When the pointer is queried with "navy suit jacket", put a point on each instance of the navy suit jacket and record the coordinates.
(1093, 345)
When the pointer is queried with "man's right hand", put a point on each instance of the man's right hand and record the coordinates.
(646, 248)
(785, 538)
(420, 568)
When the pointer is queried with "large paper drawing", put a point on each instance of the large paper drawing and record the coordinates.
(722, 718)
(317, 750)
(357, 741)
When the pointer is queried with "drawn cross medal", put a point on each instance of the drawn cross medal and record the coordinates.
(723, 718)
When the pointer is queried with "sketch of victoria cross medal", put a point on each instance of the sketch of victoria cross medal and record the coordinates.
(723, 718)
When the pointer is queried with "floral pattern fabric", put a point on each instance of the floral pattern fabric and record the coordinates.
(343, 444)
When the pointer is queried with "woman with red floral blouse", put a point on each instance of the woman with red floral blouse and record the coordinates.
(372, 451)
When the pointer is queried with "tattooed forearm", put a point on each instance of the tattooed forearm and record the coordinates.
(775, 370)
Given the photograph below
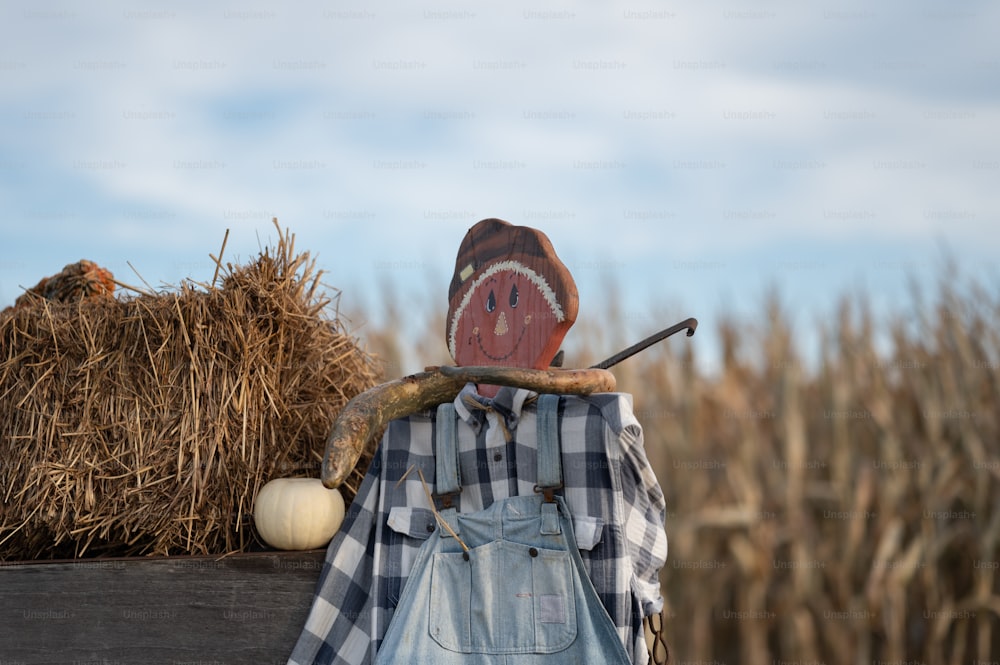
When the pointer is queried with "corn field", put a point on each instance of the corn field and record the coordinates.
(840, 509)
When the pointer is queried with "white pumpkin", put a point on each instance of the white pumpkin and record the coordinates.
(297, 513)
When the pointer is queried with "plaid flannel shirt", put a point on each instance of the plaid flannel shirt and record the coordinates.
(616, 503)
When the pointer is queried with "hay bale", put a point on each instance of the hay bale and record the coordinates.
(147, 424)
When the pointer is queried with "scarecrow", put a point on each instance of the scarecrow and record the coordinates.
(510, 513)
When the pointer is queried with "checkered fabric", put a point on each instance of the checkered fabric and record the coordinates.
(616, 503)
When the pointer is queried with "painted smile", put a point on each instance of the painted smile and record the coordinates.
(479, 341)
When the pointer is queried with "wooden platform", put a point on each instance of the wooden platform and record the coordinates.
(245, 608)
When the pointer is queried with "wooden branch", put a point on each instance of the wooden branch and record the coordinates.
(368, 412)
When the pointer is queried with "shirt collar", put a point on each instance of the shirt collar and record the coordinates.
(473, 407)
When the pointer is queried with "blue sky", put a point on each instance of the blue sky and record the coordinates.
(695, 153)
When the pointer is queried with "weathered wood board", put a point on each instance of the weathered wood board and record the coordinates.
(245, 608)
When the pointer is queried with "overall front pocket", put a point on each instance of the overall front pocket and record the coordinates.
(506, 598)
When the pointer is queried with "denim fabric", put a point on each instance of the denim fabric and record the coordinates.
(518, 594)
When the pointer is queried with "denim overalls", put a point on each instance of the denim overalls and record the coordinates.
(519, 593)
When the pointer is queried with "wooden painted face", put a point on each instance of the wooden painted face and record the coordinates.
(513, 310)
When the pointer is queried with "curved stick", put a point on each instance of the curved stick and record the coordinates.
(368, 412)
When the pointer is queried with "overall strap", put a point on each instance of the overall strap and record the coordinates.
(549, 461)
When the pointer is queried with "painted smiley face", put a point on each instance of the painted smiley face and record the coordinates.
(511, 300)
(508, 318)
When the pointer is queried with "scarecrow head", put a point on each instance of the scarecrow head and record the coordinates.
(511, 299)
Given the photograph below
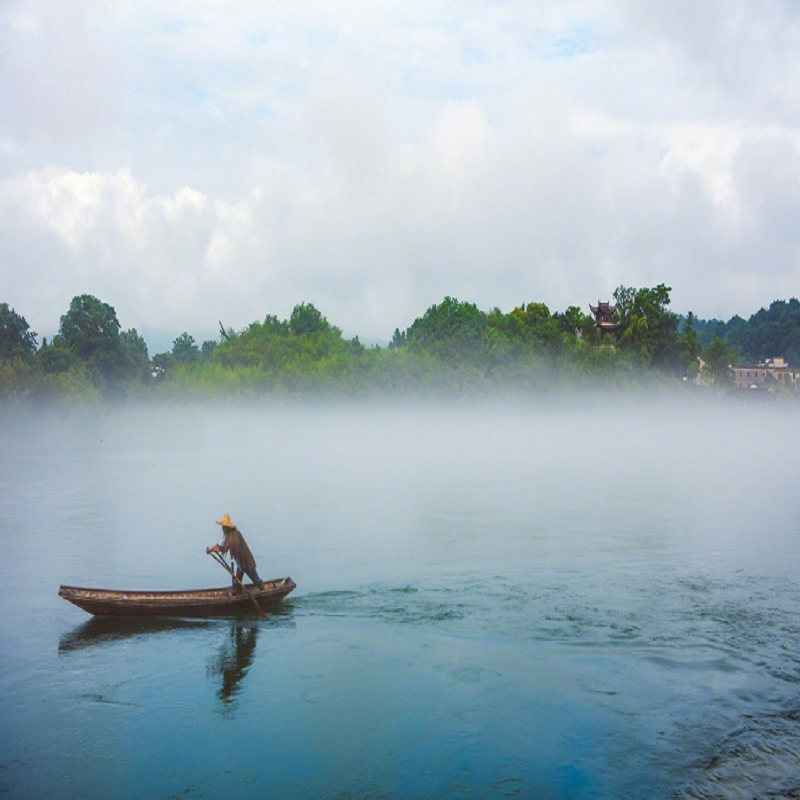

> What is required: Please copy the material above word for word, omitting the pictures.

> Solved problem:
When the pointer is queried with "navy suit jacket", put a point on each instance of the navy suit jacket and record the coordinates.
(1093, 345)
When the pointer is queried with "man's right hand", put a point on each instance of the man's right hand and record the coordinates.
(646, 248)
(785, 538)
(420, 568)
When the pointer is queried with "large paper drawing", put a point on each instance of the large paper drawing and record the coordinates.
(722, 718)
(317, 750)
(357, 741)
When the pointer is queried with "drawn cross medal", put a point on each instance of the drawn cross medal and record the coordinates.
(723, 718)
When the pointer is queried with "sketch of victoria cross medal", put a point on each instance of the sketch of victoria cross medal and record the coordinates.
(723, 718)
When the pointer is queried with "floral pattern fabric", put a point on each instance of the floral pattern fabric and record the coordinates.
(343, 444)
When the pointer is queried with "woman with red floral blouse", put a point on each instance of the woman with red floral blouse and record the coordinates.
(372, 451)
When the pointer is queried with "tattooed forearm", put a point on each instance of the tattooed forearm and record the coordinates.
(775, 370)
Given the photograph below
When the pointer is queried with "corn field", put a point on each instance of the corn field and record the coordinates.
(840, 509)
When the pointer is queried with "white pumpkin", put a point on each instance of the white pumpkin and record the coordinates.
(297, 513)
When the pointer is queried with "plaid flannel shirt", put a point on each instance of the plaid flannel shirt and record the coordinates.
(616, 503)
When the pointer is queried with "hay bale", put a point on each instance of the hay bale and record the coordinates.
(147, 424)
When the pointer is queried with "scarecrow", put a point on each instance of the scarecrow and record the coordinates.
(510, 513)
When the pointer is queried with "checkered fabric", put a point on each instance of the checkered fabric and record the coordinates.
(616, 503)
When the pointer is queried with "painted smile", put a point on each instance of the painted smile and record the coordinates.
(479, 341)
When the pointer is queried with "wooden platform", put a point on each instance of the wooden platform and record the coordinates.
(245, 608)
When the pointer is queried with "wooden branch", put a point on each instance of the wooden branch and record the coordinates.
(368, 412)
When the pointer is queried with "shirt collar", put a point on each instance of the shirt collar and record the coordinates.
(473, 407)
When the pointer is queried with "blue sky", put a point on each instance of the blue sky and record the coordinates.
(695, 153)
When the pointer is queried with "weathered wood board", put a point on each instance of the weathered wood board and record the coordinates.
(245, 608)
When the pointer is queried with "overall front pocket", put a point on each instance of the overall front pocket and record the coordinates.
(506, 598)
When the pointer is queried with "denim fabric", put a point on each instance of the denim fabric and record the coordinates.
(518, 594)
When the pointer is queried with "denim overalls", put a point on each instance of the denim overalls and record the coordinates.
(519, 593)
When the pointer is queried with "wooden painted face", put a point on each instance of the wooden painted face and record the coordinates.
(513, 310)
When the pointer is queried with "curved stick", put a point on each instance of the curved stick and record the coordinates.
(368, 412)
When the pointer is queried with "overall strap", put a point on each instance of the overall strap and record the coordinates.
(549, 461)
When the pointer is queried with "painted smiley face", put a point on each instance of the painted smiley face and record the coordinates.
(511, 300)
(508, 318)
When the pointer is queried with "scarecrow head", put a point on each instance of the scarecrow head and record the coordinates.
(511, 299)
Given the photograph below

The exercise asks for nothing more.